▸ **What is expected**
Extract every line of the listing from its first line through the line containing "159], [44, 159]]", reproducing each one without change.

▸ **Material shown**

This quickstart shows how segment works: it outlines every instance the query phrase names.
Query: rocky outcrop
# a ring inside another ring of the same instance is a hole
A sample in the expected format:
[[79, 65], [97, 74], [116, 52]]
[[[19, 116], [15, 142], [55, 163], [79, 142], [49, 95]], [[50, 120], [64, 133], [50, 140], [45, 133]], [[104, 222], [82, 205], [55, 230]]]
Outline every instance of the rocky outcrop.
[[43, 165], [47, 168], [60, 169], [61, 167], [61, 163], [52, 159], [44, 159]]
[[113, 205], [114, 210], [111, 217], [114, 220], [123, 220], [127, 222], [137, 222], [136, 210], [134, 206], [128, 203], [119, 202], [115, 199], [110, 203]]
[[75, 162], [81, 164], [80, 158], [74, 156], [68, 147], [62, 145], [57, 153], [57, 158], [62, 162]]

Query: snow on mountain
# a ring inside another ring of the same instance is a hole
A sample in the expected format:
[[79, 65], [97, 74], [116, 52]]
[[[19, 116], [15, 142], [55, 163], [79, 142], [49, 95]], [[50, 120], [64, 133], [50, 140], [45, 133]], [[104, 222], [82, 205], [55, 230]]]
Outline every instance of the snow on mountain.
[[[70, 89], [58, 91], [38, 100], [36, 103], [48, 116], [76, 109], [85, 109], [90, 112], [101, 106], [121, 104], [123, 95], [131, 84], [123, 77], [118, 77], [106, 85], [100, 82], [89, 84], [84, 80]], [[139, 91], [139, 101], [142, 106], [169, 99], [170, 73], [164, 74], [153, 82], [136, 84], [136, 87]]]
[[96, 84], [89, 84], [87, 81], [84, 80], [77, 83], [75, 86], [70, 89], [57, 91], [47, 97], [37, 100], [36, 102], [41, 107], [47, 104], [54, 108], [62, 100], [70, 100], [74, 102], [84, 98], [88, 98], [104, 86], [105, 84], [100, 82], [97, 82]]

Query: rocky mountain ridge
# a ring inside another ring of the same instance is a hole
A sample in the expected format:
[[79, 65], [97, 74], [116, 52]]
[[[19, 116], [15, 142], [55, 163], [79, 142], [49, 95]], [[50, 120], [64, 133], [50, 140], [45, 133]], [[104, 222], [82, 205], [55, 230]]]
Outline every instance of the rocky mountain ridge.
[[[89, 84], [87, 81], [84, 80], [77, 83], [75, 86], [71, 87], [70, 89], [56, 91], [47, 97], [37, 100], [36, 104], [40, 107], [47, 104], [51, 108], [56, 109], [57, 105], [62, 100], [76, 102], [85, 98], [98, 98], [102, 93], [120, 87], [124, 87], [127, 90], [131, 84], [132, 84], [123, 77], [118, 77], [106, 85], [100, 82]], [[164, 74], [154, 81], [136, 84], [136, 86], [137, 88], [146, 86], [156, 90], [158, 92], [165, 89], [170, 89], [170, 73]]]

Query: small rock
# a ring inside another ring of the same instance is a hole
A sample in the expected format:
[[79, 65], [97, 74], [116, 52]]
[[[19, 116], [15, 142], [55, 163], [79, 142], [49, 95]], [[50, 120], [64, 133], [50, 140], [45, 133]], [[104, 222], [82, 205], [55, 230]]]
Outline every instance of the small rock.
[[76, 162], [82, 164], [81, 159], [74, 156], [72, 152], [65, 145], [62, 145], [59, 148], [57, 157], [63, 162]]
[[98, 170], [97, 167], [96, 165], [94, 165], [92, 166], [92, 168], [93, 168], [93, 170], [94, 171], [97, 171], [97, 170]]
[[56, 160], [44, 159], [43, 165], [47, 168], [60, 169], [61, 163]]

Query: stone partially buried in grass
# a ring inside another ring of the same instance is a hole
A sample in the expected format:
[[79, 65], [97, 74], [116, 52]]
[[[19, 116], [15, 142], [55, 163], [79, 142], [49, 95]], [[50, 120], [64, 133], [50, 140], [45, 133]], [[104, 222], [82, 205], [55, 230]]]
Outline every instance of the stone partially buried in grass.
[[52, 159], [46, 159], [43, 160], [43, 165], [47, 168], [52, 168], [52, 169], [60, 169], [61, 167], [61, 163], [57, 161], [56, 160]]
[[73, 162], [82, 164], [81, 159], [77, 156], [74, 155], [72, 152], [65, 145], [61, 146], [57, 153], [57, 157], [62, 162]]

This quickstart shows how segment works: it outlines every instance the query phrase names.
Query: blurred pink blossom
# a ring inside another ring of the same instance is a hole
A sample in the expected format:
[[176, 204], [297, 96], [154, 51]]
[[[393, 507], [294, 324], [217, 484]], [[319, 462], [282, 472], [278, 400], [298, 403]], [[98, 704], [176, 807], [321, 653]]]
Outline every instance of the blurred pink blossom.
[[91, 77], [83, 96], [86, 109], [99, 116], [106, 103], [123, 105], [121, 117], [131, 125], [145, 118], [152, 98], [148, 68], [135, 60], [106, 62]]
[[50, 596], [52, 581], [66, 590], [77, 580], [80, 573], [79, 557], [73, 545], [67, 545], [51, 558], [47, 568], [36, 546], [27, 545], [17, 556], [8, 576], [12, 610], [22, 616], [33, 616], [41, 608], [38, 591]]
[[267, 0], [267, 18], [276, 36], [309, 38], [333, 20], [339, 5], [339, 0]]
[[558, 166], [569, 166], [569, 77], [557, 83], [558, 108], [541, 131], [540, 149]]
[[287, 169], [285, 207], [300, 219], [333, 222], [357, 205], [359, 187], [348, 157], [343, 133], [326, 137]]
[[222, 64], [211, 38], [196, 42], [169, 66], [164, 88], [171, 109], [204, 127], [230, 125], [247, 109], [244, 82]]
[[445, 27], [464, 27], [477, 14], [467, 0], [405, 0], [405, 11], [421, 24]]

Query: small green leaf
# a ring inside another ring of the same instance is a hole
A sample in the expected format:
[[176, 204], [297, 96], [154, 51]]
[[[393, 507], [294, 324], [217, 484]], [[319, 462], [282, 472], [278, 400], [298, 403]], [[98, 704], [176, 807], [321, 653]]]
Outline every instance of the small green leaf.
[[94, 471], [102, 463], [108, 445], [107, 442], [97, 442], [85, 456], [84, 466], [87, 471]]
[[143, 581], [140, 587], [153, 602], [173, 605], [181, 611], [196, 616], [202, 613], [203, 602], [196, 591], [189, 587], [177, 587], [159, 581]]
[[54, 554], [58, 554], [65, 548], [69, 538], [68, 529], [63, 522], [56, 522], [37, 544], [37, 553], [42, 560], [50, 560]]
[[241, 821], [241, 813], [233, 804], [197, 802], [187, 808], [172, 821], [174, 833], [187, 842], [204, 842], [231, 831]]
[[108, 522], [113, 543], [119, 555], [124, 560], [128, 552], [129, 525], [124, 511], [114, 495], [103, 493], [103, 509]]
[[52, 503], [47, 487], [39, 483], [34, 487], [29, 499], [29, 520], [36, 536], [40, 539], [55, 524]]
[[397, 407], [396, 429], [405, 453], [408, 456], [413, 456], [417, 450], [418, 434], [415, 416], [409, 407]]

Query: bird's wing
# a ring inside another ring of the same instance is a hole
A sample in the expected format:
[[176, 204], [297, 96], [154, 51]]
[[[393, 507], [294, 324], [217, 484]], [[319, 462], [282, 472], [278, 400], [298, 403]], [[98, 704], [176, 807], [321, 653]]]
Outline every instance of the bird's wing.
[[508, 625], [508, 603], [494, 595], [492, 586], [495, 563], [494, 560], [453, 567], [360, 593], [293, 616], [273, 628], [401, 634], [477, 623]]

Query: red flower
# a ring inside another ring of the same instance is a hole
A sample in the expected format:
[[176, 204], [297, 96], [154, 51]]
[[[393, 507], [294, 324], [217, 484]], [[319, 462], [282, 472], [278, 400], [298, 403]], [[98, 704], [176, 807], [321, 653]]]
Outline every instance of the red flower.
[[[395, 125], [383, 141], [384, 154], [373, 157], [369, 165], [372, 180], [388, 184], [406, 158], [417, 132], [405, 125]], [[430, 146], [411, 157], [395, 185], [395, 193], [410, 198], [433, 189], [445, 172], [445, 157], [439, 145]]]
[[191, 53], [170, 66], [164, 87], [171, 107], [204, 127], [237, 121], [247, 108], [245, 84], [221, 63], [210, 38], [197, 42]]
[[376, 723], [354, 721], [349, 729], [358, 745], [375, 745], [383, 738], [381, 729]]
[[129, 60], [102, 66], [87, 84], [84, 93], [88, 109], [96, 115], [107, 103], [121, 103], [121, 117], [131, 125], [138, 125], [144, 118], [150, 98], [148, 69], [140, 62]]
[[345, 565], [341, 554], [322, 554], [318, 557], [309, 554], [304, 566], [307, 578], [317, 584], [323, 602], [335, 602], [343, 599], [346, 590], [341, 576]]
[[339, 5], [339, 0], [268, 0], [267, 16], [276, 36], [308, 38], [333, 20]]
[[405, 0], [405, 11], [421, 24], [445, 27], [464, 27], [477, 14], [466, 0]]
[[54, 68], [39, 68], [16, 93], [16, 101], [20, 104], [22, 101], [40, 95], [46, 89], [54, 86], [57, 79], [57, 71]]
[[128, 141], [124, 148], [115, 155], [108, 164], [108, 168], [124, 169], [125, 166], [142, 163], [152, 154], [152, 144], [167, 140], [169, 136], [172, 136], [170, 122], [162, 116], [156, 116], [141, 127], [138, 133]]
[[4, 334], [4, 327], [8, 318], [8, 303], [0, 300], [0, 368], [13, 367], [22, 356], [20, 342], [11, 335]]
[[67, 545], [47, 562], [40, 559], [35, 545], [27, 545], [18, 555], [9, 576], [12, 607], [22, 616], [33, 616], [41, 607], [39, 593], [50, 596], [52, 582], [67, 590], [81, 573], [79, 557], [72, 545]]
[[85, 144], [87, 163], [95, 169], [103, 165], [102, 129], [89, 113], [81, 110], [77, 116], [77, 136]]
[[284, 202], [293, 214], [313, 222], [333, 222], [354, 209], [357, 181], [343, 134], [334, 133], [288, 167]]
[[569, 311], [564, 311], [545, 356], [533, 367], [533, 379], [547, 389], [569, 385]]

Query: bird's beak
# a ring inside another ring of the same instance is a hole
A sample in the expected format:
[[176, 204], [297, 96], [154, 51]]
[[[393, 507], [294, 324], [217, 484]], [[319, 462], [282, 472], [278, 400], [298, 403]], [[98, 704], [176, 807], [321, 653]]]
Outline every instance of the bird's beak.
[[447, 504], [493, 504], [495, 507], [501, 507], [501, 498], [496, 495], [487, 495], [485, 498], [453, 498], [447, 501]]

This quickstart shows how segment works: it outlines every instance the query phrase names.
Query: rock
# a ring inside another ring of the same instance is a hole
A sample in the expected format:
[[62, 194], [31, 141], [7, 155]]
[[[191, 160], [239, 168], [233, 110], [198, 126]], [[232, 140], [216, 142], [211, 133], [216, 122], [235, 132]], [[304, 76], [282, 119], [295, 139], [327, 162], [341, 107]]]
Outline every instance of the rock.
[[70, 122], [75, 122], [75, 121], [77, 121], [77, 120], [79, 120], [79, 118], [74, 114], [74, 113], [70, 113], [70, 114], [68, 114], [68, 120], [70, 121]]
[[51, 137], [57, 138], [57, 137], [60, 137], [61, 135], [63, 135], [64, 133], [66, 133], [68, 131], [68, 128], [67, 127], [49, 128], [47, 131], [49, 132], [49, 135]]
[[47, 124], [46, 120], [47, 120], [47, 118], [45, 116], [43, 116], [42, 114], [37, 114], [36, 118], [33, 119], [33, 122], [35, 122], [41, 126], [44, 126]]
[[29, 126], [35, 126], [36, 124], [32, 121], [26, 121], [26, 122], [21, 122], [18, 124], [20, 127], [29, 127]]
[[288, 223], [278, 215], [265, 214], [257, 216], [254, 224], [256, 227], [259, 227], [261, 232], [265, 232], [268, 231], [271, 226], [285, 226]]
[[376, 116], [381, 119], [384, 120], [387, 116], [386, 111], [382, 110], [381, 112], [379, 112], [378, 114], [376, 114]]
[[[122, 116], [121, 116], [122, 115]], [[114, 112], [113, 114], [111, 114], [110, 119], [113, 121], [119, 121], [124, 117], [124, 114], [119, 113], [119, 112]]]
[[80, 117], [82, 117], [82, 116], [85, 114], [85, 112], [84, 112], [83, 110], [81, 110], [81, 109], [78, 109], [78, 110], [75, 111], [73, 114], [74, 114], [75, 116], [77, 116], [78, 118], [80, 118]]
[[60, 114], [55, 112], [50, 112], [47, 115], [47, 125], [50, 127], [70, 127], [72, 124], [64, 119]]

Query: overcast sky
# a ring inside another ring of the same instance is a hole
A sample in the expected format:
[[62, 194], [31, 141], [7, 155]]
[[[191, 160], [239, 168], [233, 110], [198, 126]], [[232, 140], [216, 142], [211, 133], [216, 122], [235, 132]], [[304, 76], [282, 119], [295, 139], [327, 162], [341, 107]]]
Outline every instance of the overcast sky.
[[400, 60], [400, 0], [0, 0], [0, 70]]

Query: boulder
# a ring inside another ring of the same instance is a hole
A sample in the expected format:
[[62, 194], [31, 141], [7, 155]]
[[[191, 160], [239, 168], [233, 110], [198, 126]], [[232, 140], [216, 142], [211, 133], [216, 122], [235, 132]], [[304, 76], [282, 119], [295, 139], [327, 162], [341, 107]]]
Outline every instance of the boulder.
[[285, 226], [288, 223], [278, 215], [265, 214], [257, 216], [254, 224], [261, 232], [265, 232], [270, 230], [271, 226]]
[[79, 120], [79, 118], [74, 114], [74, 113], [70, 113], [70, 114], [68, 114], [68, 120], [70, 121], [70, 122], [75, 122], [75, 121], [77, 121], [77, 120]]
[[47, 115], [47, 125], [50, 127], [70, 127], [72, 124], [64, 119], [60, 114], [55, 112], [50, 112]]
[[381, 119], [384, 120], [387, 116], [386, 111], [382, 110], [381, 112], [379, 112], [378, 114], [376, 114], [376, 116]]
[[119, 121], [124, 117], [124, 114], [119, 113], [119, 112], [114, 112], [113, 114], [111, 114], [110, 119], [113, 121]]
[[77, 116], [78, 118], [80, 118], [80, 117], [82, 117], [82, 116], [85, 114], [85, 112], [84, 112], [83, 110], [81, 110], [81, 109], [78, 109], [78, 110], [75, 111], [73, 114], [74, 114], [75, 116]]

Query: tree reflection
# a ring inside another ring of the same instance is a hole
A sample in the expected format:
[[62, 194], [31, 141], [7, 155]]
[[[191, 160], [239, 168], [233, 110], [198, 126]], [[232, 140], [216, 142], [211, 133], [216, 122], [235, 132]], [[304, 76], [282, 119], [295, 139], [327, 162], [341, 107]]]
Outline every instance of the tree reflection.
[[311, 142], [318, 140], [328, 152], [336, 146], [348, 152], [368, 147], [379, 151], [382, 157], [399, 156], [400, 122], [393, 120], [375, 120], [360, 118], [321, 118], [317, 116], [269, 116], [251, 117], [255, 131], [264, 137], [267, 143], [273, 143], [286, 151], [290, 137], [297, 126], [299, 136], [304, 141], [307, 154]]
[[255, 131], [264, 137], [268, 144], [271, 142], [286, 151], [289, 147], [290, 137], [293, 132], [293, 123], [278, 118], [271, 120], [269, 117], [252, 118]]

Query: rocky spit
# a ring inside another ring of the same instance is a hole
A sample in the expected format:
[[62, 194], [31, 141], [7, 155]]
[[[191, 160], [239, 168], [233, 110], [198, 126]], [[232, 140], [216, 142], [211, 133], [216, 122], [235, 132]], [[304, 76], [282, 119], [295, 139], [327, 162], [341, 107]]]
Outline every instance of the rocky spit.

▸ **Output of the task**
This quickstart shows how segment works: it outlines every instance the query phrase names.
Query: rocky outcrop
# a ring inside another ring of the same instance is a hole
A sample in the expected format:
[[79, 65], [97, 74], [116, 52]]
[[[19, 116], [15, 142], [55, 163], [79, 142], [49, 95]], [[50, 120], [64, 133], [50, 140], [45, 133]], [[104, 222], [82, 205], [55, 230]]]
Outline every instance of the rocky outcrop.
[[43, 165], [47, 168], [60, 169], [61, 167], [61, 163], [52, 159], [44, 159]]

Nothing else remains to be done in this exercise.